## begin Text segment
Here, instead of creating an array each time, we utilized the cache array du. When the in-place form is used, DifferentialEquations.jl takes a different internal route that minimizes the internal allocations as well.

Note

Notice that nothing is returned. When in in-place form, the ODE solver ignores the return. Instead, make sure that the original du array is mutated instead of constructing a new array

When we benchmark this function, we will see quite a difference.

u0 = [1.0; 0.0; 0.0]
tspan = (0.0, 100.0)
prob = DE.ODEProblem(lorenz!, u0, tspan)
BT.@btime DE.solve(prob, DE.Tsit5());
  733.956 μs (23214 allocations: 1013.34 KiB)
BT.@btime DE.solve(prob, DE.Tsit5(); save_everystep = false);
  360.388 μs (71 allocations: 3.89 KiB)
## end Text segment
## begin Listing
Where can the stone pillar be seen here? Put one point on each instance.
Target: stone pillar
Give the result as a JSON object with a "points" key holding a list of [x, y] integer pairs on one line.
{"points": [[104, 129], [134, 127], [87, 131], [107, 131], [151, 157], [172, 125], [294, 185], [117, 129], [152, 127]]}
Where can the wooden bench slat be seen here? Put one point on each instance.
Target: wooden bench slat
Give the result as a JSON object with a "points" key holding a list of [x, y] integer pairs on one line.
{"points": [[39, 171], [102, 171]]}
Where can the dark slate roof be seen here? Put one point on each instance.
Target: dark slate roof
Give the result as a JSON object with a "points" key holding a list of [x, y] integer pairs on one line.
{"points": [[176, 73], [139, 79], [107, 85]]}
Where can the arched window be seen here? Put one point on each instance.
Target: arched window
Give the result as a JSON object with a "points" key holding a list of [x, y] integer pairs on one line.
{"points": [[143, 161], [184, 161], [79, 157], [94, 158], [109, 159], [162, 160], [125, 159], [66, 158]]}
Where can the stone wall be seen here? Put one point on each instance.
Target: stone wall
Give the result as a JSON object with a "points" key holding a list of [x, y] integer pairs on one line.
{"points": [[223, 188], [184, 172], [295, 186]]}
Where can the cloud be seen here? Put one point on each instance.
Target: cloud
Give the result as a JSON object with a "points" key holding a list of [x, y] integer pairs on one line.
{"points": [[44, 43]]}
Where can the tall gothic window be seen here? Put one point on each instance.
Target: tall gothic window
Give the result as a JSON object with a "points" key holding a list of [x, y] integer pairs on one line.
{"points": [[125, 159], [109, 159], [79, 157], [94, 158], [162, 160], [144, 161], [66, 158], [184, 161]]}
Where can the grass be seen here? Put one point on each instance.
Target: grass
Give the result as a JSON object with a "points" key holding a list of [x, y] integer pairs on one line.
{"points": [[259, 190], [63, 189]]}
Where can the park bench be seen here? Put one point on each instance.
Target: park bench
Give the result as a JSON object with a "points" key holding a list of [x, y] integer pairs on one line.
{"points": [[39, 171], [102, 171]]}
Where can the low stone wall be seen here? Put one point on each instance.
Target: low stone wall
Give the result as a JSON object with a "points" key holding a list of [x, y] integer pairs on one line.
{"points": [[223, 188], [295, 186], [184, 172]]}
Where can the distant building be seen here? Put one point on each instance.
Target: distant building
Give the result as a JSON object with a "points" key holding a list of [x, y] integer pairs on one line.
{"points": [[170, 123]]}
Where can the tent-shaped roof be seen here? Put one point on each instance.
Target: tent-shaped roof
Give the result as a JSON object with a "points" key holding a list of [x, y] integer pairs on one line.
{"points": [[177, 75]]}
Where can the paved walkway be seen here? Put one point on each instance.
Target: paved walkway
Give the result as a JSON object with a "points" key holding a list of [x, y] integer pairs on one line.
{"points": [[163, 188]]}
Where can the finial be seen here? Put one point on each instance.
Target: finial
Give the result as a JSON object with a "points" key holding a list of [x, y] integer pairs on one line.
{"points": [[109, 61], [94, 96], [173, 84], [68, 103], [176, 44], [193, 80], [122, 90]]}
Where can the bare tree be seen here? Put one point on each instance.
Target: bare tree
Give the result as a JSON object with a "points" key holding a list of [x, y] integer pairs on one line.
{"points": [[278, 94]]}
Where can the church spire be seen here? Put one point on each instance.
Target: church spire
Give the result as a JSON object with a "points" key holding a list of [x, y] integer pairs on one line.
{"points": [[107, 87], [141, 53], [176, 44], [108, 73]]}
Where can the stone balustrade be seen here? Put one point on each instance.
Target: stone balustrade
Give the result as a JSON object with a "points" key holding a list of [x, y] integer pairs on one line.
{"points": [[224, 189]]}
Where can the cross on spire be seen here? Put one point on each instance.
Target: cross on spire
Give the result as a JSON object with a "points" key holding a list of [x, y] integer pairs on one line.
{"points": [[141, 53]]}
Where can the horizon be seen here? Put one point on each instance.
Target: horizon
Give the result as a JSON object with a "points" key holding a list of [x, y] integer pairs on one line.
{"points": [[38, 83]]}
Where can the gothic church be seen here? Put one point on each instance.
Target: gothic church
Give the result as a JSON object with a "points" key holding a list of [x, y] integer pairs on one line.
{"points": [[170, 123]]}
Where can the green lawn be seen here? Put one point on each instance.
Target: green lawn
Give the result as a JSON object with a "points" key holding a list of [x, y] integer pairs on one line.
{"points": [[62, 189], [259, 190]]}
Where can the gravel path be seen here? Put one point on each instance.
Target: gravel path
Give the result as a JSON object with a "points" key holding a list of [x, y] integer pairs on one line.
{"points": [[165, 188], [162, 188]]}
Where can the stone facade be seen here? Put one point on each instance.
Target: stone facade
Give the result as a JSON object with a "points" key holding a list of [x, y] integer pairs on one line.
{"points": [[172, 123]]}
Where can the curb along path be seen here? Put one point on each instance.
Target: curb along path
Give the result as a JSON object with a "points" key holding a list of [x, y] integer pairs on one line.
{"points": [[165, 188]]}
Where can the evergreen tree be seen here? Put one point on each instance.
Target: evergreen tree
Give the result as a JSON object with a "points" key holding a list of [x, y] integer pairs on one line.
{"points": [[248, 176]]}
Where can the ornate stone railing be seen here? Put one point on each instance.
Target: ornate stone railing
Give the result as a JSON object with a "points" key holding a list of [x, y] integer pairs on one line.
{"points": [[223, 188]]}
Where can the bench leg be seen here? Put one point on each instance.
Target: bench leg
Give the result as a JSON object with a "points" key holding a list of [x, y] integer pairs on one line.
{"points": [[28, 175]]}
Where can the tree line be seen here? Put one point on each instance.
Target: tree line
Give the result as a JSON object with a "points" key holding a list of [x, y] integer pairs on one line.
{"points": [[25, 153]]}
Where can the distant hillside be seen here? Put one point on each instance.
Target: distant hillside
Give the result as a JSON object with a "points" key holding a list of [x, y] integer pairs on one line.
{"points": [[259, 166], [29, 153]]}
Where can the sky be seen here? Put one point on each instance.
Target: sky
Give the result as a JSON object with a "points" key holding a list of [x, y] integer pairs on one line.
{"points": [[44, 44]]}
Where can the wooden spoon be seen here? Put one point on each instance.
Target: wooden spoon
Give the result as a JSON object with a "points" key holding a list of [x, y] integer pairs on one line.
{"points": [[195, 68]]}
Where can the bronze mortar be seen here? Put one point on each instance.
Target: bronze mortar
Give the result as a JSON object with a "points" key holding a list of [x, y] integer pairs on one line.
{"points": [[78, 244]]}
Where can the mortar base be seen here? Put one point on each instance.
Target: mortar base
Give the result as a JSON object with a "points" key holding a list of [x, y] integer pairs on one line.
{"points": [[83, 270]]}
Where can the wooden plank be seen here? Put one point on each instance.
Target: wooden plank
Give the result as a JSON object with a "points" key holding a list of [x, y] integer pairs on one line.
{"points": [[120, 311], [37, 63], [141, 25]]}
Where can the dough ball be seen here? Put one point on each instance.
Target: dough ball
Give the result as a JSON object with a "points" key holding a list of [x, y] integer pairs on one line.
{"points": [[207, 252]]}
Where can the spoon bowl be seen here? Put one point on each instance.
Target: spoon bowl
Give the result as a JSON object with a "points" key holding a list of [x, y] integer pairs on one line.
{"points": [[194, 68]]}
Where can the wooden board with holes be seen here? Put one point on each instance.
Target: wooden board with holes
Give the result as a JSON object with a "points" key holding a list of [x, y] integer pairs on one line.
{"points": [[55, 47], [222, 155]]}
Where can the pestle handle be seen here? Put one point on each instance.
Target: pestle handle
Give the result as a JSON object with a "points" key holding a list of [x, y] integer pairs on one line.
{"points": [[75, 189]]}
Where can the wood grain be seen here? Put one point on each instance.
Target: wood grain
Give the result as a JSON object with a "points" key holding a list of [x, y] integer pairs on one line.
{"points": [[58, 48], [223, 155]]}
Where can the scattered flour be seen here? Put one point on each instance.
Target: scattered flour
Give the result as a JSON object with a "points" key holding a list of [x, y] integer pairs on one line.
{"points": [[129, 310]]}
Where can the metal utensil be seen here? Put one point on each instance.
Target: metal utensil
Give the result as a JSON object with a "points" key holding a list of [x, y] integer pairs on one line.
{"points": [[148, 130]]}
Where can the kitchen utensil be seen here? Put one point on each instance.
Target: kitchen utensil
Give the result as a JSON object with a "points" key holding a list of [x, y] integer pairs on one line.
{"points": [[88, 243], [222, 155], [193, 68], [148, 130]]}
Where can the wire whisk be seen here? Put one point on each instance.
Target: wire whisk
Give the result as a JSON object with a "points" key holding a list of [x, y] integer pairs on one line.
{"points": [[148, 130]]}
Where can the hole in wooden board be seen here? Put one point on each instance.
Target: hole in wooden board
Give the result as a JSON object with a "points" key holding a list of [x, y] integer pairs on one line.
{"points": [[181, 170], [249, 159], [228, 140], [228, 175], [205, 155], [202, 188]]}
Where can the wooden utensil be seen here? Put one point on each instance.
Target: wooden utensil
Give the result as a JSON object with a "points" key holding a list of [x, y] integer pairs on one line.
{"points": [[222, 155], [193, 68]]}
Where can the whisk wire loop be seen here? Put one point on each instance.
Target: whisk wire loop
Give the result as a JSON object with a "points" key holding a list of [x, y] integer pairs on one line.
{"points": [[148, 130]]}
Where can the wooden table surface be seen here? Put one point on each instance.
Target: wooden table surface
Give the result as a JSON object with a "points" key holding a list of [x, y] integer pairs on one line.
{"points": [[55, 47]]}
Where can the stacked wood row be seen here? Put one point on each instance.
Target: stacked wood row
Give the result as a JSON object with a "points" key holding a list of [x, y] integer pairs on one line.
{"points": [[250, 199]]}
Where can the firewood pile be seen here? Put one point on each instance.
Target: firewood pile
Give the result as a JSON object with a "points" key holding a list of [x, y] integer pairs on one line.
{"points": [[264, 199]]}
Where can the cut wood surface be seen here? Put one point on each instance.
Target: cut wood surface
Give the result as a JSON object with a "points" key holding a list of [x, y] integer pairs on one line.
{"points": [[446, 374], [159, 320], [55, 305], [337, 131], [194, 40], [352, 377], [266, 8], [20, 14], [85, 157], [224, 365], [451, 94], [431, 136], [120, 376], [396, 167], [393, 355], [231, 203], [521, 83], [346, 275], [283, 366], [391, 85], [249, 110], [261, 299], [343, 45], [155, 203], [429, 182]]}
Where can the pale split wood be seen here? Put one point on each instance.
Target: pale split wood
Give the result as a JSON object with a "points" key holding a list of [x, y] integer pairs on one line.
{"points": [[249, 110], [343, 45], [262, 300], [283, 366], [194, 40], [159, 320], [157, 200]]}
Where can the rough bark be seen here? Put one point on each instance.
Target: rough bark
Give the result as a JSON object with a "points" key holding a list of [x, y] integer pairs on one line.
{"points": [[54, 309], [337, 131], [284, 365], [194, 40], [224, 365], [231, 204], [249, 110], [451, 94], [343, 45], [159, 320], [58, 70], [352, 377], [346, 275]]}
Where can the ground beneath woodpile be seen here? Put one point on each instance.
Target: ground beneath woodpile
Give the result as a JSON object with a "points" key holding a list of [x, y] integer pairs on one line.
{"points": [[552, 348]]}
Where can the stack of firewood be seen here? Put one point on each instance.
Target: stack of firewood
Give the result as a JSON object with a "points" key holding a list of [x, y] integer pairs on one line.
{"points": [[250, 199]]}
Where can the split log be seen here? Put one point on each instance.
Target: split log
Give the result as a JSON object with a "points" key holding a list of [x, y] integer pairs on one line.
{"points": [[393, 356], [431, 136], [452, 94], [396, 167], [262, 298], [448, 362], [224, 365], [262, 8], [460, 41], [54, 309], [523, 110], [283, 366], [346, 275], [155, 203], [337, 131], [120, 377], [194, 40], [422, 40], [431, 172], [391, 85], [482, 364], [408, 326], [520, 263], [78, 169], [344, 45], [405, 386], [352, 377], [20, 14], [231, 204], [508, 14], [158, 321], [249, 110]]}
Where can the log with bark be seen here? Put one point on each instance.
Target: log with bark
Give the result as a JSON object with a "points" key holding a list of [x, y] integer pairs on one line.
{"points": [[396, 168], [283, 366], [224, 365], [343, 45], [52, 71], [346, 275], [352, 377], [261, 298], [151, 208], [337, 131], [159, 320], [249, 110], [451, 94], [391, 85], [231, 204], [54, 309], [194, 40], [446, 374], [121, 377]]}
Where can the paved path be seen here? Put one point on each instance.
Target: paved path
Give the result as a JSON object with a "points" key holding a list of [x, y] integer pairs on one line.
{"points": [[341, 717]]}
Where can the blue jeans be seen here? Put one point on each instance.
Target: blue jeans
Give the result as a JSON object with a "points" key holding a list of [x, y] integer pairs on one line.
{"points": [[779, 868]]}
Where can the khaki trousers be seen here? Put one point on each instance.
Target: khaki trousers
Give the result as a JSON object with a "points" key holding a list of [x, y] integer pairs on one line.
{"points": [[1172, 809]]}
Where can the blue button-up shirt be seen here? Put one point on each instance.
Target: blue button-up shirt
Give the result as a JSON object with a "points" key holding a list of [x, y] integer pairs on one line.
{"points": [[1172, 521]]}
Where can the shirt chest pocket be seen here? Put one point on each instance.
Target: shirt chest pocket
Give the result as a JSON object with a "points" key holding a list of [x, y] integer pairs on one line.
## end Listing
Objectives -
1/ Do these statements agree with the excerpt on in-place ODE functions? (a) In in-place form, the ODE solver uses the value the function returns. (b) Using the in-place form makes DifferentialEquations.jl take an internal route that minimizes internal allocations. (c) The initial condition u0 is set to [1.0; 0.0; 0.0]. Answer yes or no for each, and quote the deciding words of the excerpt.
2/ In the excerpt on in-place ODE functions, can you swap "tspan" for "timespan" in the part that opens with the words containing "When we benchmark" and closes with "allocations: 1013.34 KiB)"?
3/ How would you restate the paragraph of the excerpt on in-place ODE functions that begins "Here, instead of creating an array" more briefly, keeping its main facts?

Solutions below -
1/
(a) No: "When in in-place form, the ODE solver ignores the return."
(b) Yes: "When the in-place form is used, DifferentialEquations.jl takes a different internal route that minimizes the internal allocations as well."
(c) Yes: "u0 = [1.0; 0.0; 0.0]"

2/
When we benchmark this function, we will see quite a difference.

u0 = [1.0; 0.0; 0.0]
timespan = (0.0, 100.0)
prob = DE.ODEProblem(lorenz!, u0, timespan)
BT.@btime DE.solve(prob, DE.Tsit5());
  733.956 μs (23214 allocations: 1013.34 KiB)

3/ The code reuses the cache array du instead of creating a new array each time. The in-place form also leads DifferentialEquations.jl to take an internal route that minimizes internal allocations.